>> start Data supplied
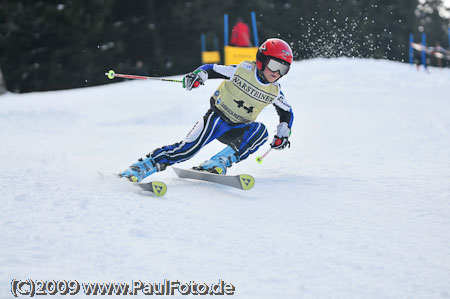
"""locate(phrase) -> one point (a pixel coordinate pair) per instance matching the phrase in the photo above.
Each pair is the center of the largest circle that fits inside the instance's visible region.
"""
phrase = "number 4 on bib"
(241, 181)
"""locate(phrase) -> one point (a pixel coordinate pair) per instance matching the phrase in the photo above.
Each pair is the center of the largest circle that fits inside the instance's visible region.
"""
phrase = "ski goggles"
(274, 66)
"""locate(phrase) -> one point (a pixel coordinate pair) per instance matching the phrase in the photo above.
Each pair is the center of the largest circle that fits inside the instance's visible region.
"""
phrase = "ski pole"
(111, 75)
(259, 159)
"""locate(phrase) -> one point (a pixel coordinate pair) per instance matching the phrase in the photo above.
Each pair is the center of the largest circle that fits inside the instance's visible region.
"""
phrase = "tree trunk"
(2, 84)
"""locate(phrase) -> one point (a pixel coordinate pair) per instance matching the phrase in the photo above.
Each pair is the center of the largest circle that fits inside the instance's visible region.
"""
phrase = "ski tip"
(159, 188)
(247, 181)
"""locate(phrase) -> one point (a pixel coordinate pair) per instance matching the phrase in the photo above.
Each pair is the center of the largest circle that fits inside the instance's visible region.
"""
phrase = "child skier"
(249, 87)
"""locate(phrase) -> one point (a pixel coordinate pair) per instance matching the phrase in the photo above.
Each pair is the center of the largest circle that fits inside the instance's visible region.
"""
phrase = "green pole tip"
(111, 74)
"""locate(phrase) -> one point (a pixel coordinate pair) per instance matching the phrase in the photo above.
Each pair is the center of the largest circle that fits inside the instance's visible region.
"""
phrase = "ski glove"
(280, 140)
(194, 79)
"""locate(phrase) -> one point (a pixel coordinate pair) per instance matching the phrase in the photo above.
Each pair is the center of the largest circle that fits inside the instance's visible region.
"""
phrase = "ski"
(240, 181)
(155, 187)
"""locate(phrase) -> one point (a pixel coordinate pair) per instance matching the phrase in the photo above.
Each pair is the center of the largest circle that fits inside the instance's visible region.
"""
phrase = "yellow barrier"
(235, 55)
(210, 57)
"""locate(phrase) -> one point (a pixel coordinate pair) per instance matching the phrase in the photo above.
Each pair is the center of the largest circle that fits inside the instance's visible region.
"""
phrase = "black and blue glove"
(281, 139)
(195, 79)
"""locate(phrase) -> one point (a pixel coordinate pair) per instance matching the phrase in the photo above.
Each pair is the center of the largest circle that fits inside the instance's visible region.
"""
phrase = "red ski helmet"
(274, 49)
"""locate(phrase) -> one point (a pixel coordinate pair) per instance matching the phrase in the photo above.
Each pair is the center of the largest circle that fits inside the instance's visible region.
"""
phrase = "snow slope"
(358, 207)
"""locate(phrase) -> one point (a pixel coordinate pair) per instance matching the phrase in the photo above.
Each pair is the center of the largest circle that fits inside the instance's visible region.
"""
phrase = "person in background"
(240, 34)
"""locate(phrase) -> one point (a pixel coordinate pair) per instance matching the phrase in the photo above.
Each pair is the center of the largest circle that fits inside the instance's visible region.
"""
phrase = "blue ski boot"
(142, 169)
(219, 163)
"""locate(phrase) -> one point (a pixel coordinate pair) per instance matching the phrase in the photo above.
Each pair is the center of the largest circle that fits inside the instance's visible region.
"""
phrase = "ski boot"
(219, 163)
(142, 169)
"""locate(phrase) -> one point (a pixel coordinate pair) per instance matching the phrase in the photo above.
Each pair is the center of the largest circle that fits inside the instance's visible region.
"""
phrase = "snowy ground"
(358, 207)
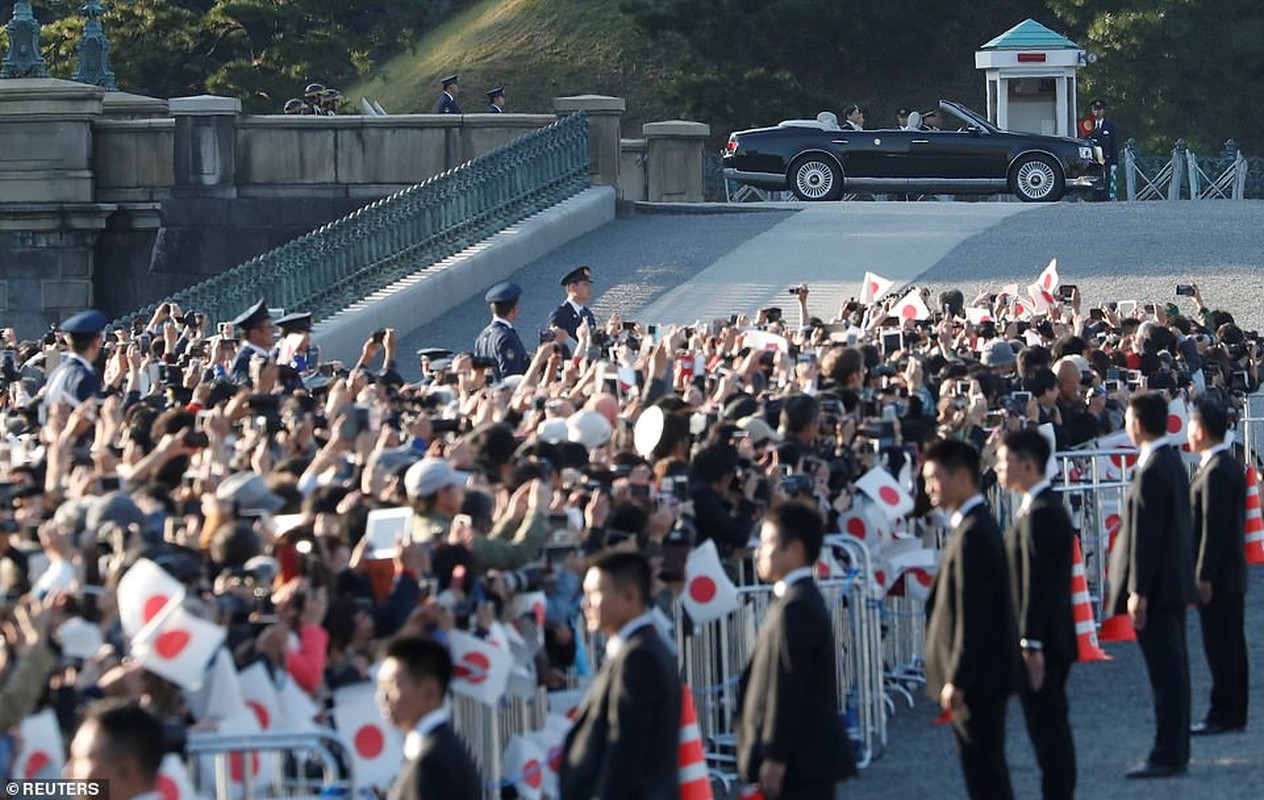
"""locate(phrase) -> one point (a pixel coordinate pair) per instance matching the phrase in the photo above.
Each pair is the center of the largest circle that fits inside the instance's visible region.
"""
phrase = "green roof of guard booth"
(1030, 34)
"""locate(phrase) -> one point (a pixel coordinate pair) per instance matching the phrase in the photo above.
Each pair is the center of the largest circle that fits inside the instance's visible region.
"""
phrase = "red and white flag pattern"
(708, 594)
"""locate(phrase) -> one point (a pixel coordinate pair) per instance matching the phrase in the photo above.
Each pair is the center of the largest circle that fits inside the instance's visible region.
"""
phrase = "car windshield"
(966, 115)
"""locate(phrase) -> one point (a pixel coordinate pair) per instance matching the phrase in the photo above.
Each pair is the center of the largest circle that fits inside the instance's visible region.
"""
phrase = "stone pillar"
(674, 151)
(48, 216)
(205, 145)
(604, 116)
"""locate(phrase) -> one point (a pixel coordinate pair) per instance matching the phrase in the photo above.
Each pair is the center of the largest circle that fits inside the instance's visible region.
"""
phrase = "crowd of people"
(249, 470)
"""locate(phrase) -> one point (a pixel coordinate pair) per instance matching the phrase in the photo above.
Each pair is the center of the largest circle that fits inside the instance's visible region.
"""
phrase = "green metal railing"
(346, 260)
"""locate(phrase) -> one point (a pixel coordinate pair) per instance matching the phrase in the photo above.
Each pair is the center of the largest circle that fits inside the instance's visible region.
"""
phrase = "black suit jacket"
(443, 771)
(788, 699)
(1152, 555)
(625, 742)
(1217, 498)
(971, 641)
(1040, 556)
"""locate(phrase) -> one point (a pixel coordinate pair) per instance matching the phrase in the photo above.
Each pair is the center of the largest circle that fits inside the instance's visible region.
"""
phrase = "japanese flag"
(144, 592)
(173, 781)
(1049, 278)
(1178, 418)
(525, 766)
(708, 594)
(886, 492)
(176, 645)
(42, 747)
(875, 286)
(911, 307)
(376, 746)
(480, 670)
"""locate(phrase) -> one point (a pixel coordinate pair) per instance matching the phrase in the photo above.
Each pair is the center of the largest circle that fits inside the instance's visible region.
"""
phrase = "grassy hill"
(539, 49)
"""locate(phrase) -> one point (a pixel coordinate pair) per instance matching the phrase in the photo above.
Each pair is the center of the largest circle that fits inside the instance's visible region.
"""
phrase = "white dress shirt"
(793, 576)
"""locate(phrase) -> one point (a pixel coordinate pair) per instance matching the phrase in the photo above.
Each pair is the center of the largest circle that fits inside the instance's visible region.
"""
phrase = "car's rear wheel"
(815, 177)
(1037, 178)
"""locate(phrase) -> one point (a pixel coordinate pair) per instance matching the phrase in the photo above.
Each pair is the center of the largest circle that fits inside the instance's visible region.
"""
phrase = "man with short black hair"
(1152, 578)
(625, 739)
(120, 743)
(1217, 498)
(412, 685)
(789, 738)
(971, 647)
(1040, 554)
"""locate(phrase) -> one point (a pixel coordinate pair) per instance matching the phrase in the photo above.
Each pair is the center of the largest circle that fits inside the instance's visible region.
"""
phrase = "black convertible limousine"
(817, 159)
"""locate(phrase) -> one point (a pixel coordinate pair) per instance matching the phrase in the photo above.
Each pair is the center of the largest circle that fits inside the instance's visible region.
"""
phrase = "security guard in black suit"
(258, 339)
(573, 312)
(75, 379)
(496, 100)
(499, 341)
(448, 100)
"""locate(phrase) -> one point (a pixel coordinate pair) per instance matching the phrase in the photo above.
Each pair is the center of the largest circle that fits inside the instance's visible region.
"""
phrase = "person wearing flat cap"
(499, 341)
(75, 379)
(258, 338)
(496, 100)
(573, 312)
(448, 99)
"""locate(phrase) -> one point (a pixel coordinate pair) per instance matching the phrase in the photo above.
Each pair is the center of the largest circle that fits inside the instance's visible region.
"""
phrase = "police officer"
(573, 312)
(1105, 137)
(448, 100)
(258, 338)
(496, 100)
(499, 341)
(75, 379)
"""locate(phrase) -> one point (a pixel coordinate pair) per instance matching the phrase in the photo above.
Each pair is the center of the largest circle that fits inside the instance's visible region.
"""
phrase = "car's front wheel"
(1037, 178)
(815, 177)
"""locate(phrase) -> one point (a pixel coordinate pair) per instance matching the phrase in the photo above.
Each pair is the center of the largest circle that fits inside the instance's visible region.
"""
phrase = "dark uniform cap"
(575, 276)
(84, 322)
(296, 322)
(503, 292)
(254, 316)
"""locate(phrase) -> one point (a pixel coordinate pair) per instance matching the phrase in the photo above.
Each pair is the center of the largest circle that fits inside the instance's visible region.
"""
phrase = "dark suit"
(1040, 556)
(501, 341)
(1152, 559)
(1217, 498)
(971, 643)
(443, 771)
(788, 699)
(625, 742)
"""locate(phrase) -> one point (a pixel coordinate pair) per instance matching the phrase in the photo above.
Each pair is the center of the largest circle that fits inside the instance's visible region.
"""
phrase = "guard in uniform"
(573, 312)
(496, 100)
(499, 341)
(448, 100)
(258, 338)
(75, 379)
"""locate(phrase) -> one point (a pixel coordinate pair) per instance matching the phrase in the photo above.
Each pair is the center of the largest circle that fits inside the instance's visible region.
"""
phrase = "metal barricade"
(287, 780)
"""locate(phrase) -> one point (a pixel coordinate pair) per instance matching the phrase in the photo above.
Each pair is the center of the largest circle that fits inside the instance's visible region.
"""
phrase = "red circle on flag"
(702, 589)
(473, 667)
(532, 774)
(166, 787)
(261, 712)
(37, 763)
(171, 643)
(369, 742)
(153, 606)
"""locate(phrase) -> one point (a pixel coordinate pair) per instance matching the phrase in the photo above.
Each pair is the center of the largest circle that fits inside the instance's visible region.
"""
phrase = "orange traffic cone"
(694, 779)
(1086, 627)
(1254, 520)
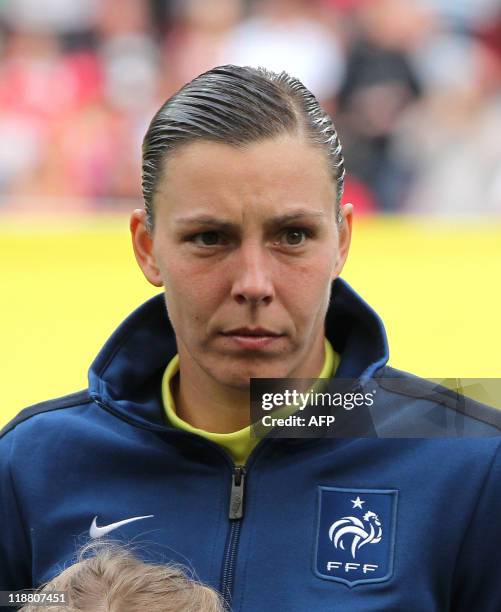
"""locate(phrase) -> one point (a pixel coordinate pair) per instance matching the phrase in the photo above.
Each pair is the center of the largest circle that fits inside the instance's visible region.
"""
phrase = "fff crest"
(355, 534)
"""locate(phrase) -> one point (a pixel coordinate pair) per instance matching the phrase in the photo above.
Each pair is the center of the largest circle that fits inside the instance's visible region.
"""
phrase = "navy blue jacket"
(405, 516)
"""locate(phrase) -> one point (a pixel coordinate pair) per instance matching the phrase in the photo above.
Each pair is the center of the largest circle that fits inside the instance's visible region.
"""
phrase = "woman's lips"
(255, 342)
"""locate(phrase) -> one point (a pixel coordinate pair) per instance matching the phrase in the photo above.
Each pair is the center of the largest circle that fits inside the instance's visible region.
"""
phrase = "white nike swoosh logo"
(99, 532)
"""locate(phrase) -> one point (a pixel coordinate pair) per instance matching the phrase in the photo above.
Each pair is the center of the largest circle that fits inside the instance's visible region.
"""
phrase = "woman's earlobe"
(142, 243)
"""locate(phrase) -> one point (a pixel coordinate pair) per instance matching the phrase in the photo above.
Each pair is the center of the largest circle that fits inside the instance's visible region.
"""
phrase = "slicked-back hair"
(237, 105)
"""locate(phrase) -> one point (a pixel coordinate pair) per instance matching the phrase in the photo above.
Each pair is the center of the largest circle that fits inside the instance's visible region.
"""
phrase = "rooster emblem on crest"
(368, 531)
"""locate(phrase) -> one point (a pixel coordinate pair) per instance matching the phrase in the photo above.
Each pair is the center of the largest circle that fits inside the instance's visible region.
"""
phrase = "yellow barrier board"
(66, 286)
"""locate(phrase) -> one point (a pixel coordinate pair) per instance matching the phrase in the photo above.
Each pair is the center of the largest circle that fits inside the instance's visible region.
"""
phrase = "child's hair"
(112, 579)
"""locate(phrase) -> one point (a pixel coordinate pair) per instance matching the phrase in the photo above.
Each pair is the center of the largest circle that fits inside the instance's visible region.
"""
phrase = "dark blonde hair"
(237, 105)
(112, 579)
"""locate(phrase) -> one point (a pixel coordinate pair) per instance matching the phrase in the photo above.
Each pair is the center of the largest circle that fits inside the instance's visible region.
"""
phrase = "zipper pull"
(237, 493)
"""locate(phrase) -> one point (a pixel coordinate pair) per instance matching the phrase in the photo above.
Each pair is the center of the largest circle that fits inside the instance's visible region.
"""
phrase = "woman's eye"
(294, 237)
(206, 239)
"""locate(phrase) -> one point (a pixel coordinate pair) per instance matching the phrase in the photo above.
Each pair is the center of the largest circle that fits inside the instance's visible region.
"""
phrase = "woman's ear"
(344, 227)
(142, 242)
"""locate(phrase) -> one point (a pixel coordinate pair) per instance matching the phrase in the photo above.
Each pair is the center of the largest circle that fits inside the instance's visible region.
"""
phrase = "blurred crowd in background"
(414, 87)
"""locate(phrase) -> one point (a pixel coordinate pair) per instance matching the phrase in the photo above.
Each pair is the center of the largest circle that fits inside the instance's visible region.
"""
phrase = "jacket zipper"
(235, 514)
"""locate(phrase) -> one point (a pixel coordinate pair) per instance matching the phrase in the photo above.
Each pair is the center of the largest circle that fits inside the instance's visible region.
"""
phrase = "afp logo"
(355, 534)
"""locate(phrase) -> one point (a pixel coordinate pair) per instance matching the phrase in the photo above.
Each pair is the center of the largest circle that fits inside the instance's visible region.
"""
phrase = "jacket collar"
(126, 375)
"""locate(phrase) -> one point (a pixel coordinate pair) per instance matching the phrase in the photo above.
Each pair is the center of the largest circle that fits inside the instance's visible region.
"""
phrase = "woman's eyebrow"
(213, 221)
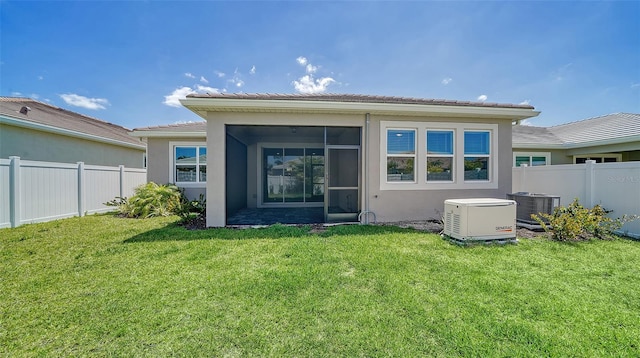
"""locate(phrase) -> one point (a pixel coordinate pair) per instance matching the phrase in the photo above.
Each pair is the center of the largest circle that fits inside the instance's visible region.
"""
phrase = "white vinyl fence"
(615, 186)
(33, 191)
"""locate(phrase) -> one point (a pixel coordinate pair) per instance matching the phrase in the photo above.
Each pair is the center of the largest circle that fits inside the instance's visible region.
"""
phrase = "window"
(440, 155)
(532, 159)
(190, 164)
(477, 154)
(598, 158)
(401, 155)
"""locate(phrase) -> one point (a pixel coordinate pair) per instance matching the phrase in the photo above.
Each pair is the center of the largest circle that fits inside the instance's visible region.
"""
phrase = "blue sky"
(127, 62)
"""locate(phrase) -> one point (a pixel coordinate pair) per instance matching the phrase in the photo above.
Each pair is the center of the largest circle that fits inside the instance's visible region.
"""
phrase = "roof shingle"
(45, 114)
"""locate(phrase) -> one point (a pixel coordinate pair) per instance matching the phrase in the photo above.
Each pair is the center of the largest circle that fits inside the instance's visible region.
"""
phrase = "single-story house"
(610, 138)
(33, 130)
(354, 157)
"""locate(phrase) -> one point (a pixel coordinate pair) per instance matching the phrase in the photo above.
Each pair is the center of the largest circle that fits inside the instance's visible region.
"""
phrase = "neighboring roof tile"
(528, 134)
(611, 126)
(334, 97)
(45, 114)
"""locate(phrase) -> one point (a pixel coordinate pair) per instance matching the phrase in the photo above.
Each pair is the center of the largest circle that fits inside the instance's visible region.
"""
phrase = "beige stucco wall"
(159, 162)
(388, 205)
(30, 144)
(399, 205)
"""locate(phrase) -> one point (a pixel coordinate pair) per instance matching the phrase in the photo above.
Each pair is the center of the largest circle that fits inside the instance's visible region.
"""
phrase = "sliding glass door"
(293, 175)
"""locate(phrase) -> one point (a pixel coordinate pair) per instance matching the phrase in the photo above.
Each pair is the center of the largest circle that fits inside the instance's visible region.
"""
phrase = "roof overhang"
(201, 106)
(595, 143)
(167, 134)
(66, 132)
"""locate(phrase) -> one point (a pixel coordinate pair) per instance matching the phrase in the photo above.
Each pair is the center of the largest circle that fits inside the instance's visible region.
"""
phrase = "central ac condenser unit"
(480, 219)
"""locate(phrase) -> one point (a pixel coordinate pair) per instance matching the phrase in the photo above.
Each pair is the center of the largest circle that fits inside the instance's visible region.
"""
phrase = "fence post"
(81, 191)
(121, 167)
(14, 191)
(589, 183)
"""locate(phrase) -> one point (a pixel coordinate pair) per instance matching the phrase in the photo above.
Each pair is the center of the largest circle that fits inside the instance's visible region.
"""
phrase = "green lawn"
(101, 285)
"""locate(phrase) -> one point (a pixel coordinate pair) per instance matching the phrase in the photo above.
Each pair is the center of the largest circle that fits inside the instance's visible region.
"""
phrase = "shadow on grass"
(176, 232)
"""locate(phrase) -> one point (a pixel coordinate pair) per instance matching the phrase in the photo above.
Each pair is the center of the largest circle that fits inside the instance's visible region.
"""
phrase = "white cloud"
(73, 99)
(311, 68)
(308, 85)
(205, 89)
(173, 100)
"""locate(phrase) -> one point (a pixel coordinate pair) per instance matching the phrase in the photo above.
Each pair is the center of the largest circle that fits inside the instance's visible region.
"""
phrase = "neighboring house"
(37, 131)
(610, 138)
(353, 155)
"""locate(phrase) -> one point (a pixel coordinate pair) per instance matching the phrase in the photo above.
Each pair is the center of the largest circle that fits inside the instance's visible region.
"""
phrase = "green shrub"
(150, 200)
(191, 209)
(575, 222)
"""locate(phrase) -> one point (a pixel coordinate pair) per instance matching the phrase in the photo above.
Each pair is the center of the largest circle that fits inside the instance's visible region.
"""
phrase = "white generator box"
(480, 219)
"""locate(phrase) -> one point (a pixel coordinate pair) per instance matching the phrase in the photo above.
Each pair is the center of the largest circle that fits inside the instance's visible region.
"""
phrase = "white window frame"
(416, 174)
(452, 156)
(172, 164)
(546, 155)
(598, 155)
(488, 156)
(458, 181)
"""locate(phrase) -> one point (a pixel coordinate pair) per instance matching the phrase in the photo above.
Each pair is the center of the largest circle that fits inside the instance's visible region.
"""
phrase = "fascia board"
(202, 105)
(595, 143)
(538, 145)
(167, 134)
(66, 132)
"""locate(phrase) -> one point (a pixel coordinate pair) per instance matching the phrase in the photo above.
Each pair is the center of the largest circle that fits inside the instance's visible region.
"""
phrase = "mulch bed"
(432, 226)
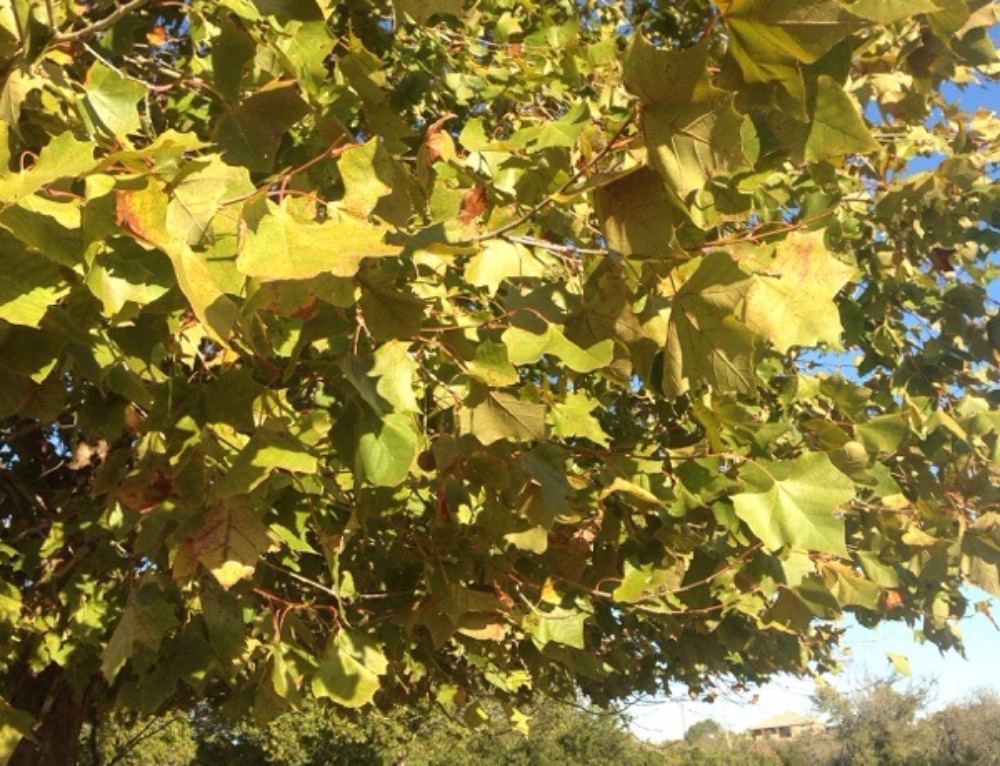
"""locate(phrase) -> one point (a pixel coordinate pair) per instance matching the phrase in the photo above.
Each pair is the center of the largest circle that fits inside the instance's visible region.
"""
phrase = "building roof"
(783, 719)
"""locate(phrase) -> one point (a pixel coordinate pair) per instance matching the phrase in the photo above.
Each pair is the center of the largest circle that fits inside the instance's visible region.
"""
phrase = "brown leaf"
(473, 204)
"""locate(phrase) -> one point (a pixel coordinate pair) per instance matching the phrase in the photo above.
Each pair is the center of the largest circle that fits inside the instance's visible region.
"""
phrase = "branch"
(99, 26)
(144, 733)
(580, 172)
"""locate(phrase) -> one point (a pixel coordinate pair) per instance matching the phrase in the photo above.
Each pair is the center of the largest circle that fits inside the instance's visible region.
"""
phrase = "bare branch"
(99, 26)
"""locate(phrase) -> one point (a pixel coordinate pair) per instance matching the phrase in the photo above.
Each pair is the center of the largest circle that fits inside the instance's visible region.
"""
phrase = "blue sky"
(865, 652)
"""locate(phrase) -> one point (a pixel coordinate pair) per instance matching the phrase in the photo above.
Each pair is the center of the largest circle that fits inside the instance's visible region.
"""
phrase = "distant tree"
(876, 726)
(320, 735)
(967, 732)
(709, 729)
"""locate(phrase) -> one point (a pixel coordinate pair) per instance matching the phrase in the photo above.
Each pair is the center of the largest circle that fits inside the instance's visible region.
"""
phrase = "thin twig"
(99, 26)
(580, 172)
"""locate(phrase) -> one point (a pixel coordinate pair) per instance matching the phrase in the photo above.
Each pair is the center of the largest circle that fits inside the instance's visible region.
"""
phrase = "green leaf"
(491, 416)
(350, 673)
(15, 725)
(229, 544)
(387, 448)
(573, 418)
(491, 365)
(250, 134)
(525, 347)
(691, 129)
(500, 260)
(796, 503)
(146, 621)
(30, 285)
(281, 246)
(884, 433)
(558, 625)
(423, 10)
(900, 663)
(981, 553)
(112, 99)
(631, 209)
(199, 193)
(889, 11)
(367, 173)
(705, 342)
(395, 369)
(768, 36)
(143, 213)
(388, 312)
(267, 451)
(64, 157)
(836, 128)
(563, 132)
(791, 300)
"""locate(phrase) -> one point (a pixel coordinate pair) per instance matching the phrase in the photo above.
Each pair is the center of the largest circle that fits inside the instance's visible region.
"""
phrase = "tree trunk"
(59, 710)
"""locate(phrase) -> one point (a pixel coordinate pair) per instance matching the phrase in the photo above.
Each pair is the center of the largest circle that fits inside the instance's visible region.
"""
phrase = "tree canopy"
(443, 350)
>> end Data supplied
What is expected
Extract each line of the records that contains the string "background", matching case exactly.

Completed exercise
phrase = "person in background"
phrase = "blurred crowd in background"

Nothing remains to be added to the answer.